● **Text block**:
══════════════════════════════

Legal Project Management Plan & Checklist
Purpose of this Guide: Use this plan when representing an accused person in a Canadian criminal proceeding where the net trial delay exceeds or approaches the constitutional limits under Section 11(b) of the Canadian Charter of Rights and Freedoms. It guides defence counsel through calculating net delay, maintaining chronological logs, and bringing applications for a permanent stay of proceedings under Section 24(1).
Jurisdiction: This plan operates under Canadian federal criminal law and is applicable across all provincial and superior criminal courts. The forks address: (1) representing an accused in a Superior Court trial or Provincial Court trial with a preliminary inquiry (30-month ceiling), (2) managing sub-ceiling delay applications where the defense bears the onus (below 18 or 30 months), and (3) navigating the accelerated Ontario Court of Justice case management rules (effective June 1, 2026).
The Process at a Glance: The process begins at the intake stage where counsel reviews the case history, records the charge date, and opens a chronological log. Counsel monitors all court appearances, ensuring that any delay caused by Crown disclosure failures or court backlog is documented, and that any defense consent to a future date is carefully restricted to avoid implicit waiver. If the net delay exceeds or is projected to exceed the presumptive ceiling (18 or 30 months), counsel drafts a Notice of Application and a Notice of Constitutional Question. Counsel serves the Attorneys General of Canada and the province, files the materials with court transcripts, and argues the motion to secure a permanent stay.
Use this fork when representing an accused person whose trial is conducted in a superior court, or where a preliminary inquiry has been scheduled or held in provincial court, invoking the 30-month presumptive ceiling under the Jordan framework. It addresses specific considerations for preliminary inquiries and co-accused scheduling conflicts under R. v. Jacques-Taylor.

══════════════════════════════

[Records from a data collection]
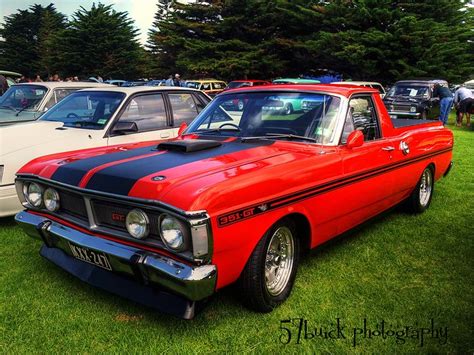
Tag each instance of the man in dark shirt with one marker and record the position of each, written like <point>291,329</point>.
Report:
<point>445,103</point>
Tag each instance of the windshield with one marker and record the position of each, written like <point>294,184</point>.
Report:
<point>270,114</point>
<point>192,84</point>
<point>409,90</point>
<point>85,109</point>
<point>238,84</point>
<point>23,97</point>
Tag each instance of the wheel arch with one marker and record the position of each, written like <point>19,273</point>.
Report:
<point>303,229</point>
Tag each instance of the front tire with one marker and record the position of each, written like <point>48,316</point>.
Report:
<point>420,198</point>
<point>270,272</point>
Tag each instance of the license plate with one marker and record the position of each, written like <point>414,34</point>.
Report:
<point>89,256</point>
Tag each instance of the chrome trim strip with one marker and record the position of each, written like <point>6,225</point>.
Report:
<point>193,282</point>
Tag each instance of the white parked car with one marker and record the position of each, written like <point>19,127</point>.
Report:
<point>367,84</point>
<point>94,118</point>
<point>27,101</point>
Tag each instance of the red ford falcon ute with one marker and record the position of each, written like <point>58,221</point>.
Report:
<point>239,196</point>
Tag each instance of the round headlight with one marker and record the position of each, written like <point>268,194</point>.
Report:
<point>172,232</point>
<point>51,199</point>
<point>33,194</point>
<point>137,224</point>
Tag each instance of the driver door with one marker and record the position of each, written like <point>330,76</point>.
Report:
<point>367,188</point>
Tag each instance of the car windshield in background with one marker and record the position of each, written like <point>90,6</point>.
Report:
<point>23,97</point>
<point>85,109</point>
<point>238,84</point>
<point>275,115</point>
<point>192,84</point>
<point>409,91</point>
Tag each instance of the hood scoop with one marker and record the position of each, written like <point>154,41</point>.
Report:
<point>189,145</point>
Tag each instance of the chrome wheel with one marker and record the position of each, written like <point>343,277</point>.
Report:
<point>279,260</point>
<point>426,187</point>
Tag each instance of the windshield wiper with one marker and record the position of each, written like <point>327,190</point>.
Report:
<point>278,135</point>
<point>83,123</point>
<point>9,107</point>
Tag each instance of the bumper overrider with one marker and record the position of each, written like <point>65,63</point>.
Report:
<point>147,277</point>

══════════════════════════════

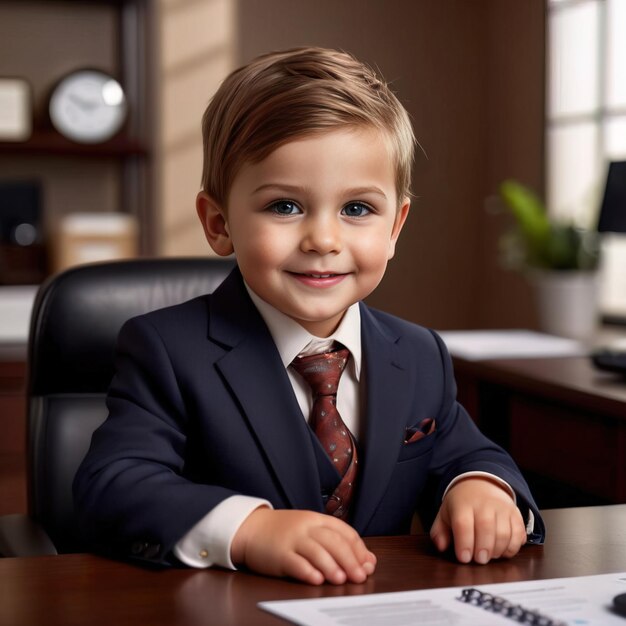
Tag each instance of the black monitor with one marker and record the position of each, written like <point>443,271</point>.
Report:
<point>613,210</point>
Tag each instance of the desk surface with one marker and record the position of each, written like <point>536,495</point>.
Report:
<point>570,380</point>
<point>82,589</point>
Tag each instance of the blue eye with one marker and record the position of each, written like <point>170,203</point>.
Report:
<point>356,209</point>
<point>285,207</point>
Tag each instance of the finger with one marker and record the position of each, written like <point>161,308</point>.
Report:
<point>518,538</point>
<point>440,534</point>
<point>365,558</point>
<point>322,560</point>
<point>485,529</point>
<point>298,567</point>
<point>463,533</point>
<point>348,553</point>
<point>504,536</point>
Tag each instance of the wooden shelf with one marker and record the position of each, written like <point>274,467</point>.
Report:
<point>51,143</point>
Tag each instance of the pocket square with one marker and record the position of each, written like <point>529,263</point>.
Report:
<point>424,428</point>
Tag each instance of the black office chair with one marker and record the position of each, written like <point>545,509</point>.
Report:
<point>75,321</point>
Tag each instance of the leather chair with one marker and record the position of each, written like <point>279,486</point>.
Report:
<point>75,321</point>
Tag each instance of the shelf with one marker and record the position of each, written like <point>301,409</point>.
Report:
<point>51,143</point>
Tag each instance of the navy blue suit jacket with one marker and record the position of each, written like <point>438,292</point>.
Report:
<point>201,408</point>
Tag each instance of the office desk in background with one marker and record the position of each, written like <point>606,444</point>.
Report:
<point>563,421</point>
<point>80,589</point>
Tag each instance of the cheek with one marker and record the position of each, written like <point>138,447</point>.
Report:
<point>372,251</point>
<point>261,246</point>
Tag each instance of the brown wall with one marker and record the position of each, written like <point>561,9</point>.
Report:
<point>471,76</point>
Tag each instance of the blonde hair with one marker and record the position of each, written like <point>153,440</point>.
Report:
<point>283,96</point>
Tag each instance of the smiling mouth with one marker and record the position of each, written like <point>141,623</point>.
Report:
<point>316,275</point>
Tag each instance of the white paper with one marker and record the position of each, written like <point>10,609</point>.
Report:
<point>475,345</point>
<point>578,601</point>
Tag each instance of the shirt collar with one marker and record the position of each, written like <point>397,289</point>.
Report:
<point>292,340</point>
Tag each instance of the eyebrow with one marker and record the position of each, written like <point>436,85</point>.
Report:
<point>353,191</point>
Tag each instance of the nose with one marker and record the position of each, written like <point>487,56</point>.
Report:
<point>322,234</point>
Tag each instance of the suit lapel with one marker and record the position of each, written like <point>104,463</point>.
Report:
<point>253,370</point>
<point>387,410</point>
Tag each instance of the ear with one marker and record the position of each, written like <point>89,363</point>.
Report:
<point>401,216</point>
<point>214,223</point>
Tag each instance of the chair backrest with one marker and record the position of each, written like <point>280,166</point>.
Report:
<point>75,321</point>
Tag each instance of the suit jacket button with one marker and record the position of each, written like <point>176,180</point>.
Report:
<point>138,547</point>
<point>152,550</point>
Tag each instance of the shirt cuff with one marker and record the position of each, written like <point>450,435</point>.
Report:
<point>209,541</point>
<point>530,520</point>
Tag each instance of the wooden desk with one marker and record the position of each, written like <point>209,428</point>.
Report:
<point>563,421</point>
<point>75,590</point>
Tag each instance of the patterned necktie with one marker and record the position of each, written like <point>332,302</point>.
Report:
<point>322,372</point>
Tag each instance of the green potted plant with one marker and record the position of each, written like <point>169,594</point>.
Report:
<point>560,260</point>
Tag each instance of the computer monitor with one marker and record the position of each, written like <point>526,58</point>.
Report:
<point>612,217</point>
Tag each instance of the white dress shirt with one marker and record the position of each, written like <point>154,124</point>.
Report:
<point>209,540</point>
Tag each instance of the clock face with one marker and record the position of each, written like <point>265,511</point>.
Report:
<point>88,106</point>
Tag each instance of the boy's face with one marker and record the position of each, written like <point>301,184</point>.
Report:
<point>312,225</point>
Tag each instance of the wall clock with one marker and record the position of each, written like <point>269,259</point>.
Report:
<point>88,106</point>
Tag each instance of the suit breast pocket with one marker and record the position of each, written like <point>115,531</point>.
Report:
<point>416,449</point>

══════════════════════════════

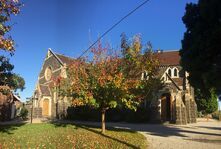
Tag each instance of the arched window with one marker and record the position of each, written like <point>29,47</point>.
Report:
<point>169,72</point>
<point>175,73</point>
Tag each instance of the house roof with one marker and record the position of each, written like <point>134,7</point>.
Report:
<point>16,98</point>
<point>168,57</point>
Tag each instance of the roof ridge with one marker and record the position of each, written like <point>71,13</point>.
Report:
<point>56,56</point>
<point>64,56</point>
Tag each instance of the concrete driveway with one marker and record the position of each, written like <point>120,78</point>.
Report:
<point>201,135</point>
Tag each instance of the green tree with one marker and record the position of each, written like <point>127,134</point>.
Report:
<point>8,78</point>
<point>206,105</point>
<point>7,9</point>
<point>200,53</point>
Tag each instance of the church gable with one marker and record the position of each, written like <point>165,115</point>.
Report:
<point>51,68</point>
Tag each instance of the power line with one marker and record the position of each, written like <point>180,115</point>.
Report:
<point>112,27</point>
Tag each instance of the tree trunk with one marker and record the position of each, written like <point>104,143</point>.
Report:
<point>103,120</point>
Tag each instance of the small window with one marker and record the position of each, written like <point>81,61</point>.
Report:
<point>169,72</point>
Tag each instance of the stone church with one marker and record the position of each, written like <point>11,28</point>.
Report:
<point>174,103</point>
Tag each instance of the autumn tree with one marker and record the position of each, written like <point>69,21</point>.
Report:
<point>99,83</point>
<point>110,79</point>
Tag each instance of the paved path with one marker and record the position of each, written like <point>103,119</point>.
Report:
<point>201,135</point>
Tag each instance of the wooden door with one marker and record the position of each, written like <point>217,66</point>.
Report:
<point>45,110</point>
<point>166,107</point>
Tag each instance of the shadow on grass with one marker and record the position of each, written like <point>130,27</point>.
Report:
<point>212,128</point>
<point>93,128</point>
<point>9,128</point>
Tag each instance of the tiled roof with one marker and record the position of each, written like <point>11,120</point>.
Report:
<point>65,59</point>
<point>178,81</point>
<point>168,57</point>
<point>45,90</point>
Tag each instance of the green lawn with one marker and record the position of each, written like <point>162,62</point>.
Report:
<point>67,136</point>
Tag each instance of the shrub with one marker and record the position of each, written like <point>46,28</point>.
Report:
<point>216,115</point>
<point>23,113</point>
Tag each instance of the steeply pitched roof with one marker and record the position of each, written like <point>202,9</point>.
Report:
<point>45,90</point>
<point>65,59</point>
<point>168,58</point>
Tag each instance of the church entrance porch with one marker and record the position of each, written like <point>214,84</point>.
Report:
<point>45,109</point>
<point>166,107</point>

══════════════════════════════

● **Challenges**:
a) Please say whether each statement agrees with the trial delay plan, answering yes or no and quoting the deciding words of the plan: (i) The plan applies only in Ontario courts. (ii) Counsel serves the Attorneys General of Canada and the province. (iii) The 30-month ceiling is invoked where a preliminary inquiry has been scheduled or held in provincial court.
b) Carry the trial delay plan forward from its last sentence.

● **Expected results**:
a)
(i) No: "applicable across all provincial and superior criminal courts."
(ii) Yes: "Counsel serves the Attorneys General of Canada and the province"
(iii) Yes: "or where a preliminary inquiry has been scheduled or held in provincial court, invoking the 30-month presumptive ceiling under the Jordan framework."

b)
Use this fork when representing an accused where the net trial delay is below the presumptive Jordan ceilings (18 or 30 months), but the defense asserts that the delay is constitutionally unreasonable under Section 11(b). It guides counsel through the heavy onus of proving proactive, documented efforts to expedite and showing the case took markedly longer than reasonable.
Use this fork for criminal proceedings in the Ontario Court of Justice for Informations sworn on or after June 1, 2026. It guides defence counsel through the strict case management reforms that restrict matters to a maximum of three appearances in case management court before they must be set for trial or resolution.
Key Legislation and Case Law: Governed by Section 11(b) and Section 24(1) of the Canadian Charter of Rights and Freedoms (Justice Laws) and Part XXVII of the Criminal Code (Justice Laws). The leading frameworks are established by the Supreme Court of Canada in R. v. Jordan, 2016 SCC 27, establishing firm 18- and 30-month ceilings, and R. v. Cody, 2017 SCC 31, clarifying deductible defense delay. Recent 2026 recalibrations include R. v. Jacques-Taylor, 2026 SCC 20, clarifying joint trials, and R. v. Vrbanic, 2026 SCC 19, detailing the case complexity exception. Additional case research is conducted on CanLII (Canadian Legal Information Institute).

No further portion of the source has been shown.